Activity: Please return, with no alterations, the lines below from the very first through the one that contains "Target: pine tree".

Data:

********

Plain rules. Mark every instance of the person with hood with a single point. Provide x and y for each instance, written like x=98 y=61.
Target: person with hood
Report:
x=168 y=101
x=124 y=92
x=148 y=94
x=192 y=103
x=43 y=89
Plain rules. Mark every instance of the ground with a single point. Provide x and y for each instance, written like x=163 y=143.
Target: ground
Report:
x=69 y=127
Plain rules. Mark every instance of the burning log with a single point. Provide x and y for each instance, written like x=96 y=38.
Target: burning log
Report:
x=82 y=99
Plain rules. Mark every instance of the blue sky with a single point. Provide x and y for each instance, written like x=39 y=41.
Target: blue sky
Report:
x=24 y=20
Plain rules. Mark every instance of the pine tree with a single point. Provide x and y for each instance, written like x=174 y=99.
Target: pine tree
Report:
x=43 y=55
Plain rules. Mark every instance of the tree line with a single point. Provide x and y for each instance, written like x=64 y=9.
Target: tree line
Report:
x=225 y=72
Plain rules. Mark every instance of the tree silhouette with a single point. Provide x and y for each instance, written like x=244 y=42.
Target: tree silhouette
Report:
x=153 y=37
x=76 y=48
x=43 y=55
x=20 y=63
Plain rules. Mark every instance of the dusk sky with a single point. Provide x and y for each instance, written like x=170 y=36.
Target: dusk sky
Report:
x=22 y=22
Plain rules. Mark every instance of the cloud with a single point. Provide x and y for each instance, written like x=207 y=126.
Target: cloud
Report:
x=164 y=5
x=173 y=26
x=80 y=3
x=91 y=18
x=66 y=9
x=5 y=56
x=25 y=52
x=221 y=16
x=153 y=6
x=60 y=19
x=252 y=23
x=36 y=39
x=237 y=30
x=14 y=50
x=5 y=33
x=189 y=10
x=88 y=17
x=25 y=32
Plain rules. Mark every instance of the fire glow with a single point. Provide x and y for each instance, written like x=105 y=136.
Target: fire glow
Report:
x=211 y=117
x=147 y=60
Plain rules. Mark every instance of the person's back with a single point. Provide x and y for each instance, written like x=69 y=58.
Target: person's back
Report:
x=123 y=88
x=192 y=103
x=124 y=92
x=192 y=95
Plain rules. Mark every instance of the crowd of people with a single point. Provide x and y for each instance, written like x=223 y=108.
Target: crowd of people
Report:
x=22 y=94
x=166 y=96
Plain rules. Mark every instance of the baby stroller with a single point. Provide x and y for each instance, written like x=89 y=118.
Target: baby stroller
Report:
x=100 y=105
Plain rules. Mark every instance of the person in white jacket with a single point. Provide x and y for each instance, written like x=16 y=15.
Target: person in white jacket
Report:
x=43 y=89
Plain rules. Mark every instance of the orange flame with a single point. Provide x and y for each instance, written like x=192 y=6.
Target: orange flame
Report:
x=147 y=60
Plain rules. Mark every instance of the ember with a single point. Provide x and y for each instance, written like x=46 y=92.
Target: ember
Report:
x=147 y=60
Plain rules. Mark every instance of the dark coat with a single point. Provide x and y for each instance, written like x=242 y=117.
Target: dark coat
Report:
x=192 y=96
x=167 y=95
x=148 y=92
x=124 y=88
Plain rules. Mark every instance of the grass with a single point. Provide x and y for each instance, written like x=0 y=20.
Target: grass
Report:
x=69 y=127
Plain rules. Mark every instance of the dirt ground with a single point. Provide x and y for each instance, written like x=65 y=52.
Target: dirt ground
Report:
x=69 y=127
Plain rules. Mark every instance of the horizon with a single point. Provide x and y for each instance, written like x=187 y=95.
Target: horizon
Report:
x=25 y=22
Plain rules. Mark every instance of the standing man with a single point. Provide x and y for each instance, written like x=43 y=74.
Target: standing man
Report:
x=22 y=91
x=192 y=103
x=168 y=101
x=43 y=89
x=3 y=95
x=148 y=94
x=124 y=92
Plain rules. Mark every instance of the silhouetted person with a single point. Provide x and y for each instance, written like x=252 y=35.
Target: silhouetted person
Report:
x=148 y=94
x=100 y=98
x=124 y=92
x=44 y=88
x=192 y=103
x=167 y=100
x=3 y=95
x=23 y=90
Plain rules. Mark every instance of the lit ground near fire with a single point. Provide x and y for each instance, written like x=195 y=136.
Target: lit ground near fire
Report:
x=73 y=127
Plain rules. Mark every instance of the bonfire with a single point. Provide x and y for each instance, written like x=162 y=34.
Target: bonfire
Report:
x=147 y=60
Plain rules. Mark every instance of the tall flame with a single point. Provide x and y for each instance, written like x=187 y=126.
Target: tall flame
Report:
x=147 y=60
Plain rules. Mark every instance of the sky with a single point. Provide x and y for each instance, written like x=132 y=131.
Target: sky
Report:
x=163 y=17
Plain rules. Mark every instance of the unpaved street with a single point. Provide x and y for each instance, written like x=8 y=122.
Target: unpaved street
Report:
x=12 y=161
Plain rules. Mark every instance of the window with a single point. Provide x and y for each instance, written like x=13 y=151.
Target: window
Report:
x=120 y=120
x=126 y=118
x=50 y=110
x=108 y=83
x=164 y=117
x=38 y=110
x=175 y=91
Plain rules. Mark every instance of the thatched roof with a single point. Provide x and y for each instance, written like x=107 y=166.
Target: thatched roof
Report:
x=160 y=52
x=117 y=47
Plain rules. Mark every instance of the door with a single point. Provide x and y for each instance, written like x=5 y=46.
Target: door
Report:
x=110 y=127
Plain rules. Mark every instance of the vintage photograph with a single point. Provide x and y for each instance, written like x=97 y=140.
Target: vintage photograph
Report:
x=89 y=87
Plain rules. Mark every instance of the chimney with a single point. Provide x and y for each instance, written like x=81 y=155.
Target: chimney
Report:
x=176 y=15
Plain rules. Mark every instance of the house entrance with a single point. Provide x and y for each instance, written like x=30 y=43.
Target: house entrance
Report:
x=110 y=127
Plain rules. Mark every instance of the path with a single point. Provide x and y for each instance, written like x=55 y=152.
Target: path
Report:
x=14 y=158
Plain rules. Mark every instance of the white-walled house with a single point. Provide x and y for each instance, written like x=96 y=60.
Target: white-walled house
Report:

********

Solution below:
Plain rules. Mark every instance of the person with hood with a single point. Provide x and y for each instance, written like x=98 y=61.
Target: person with hood
Report:
x=168 y=101
x=124 y=92
x=148 y=94
x=192 y=103
x=43 y=89
Plain rules. Mark every instance of the ground with a single point. Provide x and y for each instance, written like x=163 y=143.
Target: ground
Report:
x=69 y=127
Plain rules. Mark every instance of the burning log with a single point. Provide x and y for each instance, written like x=96 y=38.
Target: burning log
Report:
x=82 y=99
Plain rules. Mark every instance of the blue sky with a single point. Provide x and y for each instance, written like x=39 y=41.
Target: blue sky
Report:
x=24 y=20
Plain rules. Mark every instance of the pine tree with a single point. Provide x and y for each instance, written like x=174 y=99.
Target: pine tree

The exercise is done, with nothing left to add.